## TASK STATEMENT
Here are some records. Copy each one exactly.

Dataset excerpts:
--
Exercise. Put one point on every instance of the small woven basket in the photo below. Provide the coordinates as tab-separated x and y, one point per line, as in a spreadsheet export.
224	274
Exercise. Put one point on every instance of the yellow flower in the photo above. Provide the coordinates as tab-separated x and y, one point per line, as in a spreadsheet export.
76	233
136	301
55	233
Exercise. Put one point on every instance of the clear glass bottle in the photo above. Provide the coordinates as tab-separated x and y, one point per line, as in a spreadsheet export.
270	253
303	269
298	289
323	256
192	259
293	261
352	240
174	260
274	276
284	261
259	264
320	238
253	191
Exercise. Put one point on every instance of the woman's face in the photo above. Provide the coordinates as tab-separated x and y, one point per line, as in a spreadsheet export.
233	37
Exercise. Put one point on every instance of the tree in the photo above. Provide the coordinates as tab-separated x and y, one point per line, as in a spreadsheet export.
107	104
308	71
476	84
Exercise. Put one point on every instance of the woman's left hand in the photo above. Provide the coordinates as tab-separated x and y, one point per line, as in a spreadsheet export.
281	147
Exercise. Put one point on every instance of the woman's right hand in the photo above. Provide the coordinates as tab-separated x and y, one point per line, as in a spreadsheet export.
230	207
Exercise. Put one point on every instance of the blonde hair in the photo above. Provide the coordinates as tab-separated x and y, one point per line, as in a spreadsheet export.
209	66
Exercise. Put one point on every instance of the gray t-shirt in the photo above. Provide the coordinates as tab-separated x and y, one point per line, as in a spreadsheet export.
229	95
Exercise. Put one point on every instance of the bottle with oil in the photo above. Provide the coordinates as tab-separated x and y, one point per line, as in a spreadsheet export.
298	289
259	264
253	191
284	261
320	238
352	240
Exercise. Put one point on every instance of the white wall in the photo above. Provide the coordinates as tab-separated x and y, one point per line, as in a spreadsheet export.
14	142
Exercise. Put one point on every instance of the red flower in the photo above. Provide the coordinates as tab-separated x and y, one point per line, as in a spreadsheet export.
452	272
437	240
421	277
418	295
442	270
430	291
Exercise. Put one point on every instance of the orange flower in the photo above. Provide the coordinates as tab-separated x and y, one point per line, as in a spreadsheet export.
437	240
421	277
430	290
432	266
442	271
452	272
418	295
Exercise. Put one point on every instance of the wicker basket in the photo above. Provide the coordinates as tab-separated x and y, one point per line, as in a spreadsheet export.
--
## TASK OUTPUT
Exercise. Put one point on every instance of the small woven basket in the photo below. Provide the coordinates as tab-separated x and y, one point per line, as in a spreadsheet export.
224	274
Exercise. Put one point on every instance of the yellow flower in the photo above. Provide the coordinates as tab-separated x and y, one point per line, as in a spreadsheet export.
76	233
136	301
55	233
Exercise. Put one point on every instance of the clear glass bottle in the photo above. Provide the coordinates as tab-separated x and y, one point per line, as in a spreadsheet export.
270	253
303	269
298	289
323	256
192	259
293	261
352	240
174	260
274	276
284	261
259	264
320	238
253	191
Exercise. Put one point on every instance of the woman's face in the photo above. Provide the coordinates as tab-separated x and y, one point per line, as in a spreadsheet export.
233	37
Exercise. Put one point on every instance of the tree in the photo above. Provide the coordinates as tab-separated x and y, one point per line, as in a spreadsheet export.
107	104
308	71
476	84
Exercise. Put one point on every instance of the woman's left hand in the photo above. Provide the coordinates as tab-separated x and y, one point per line, as in a spreadsheet export.
281	147
Exercise. Put one point on every instance of the woman's right hand in the photo above. Provide the coordinates as tab-separated x and y, one point per line, as in a spreadsheet export.
230	207
Exercise. Put one point on every instance of the blonde hair in the photo above. Provide the coordinates as tab-separated x and y, one point per line, as in a spreadsheet export.
209	66
Exercise. Put one point on every instance of the gray t-shirt in the photo above. Provide the coordinates as tab-separated x and y, one point per line, as in a spreadsheet export.
229	95
Exercise. Put one point on every instance of the bottle with oil in the photo above. Provide the coordinates as tab-separated x and y, one point per line, as in a spreadsheet export.
298	289
259	264
253	191
284	261
320	238
352	240
Exercise. Put one point on every instance of the white wall in the photo above. Provide the coordinates as tab-separated x and y, one point per line, as in a spreadsheet export.
14	142
Exercise. Put one point on every instance of the red flower in the photo above. Provide the coordinates as tab-separated x and y, one point per line, as in a spreadsheet export.
452	272
437	240
421	277
418	295
442	270
430	291
Exercise. Put one point on every instance of the orange flower in the photo above. Provide the coordinates as tab-separated x and y, one point per line, as in a spreadsheet export.
437	240
421	277
430	290
432	266
442	271
452	272
418	295
Exercise. Put one point on every instance of the wicker basket in the photo above. Provide the coordinates as tab-separated x and y, one point per line, as in a spreadsheet export.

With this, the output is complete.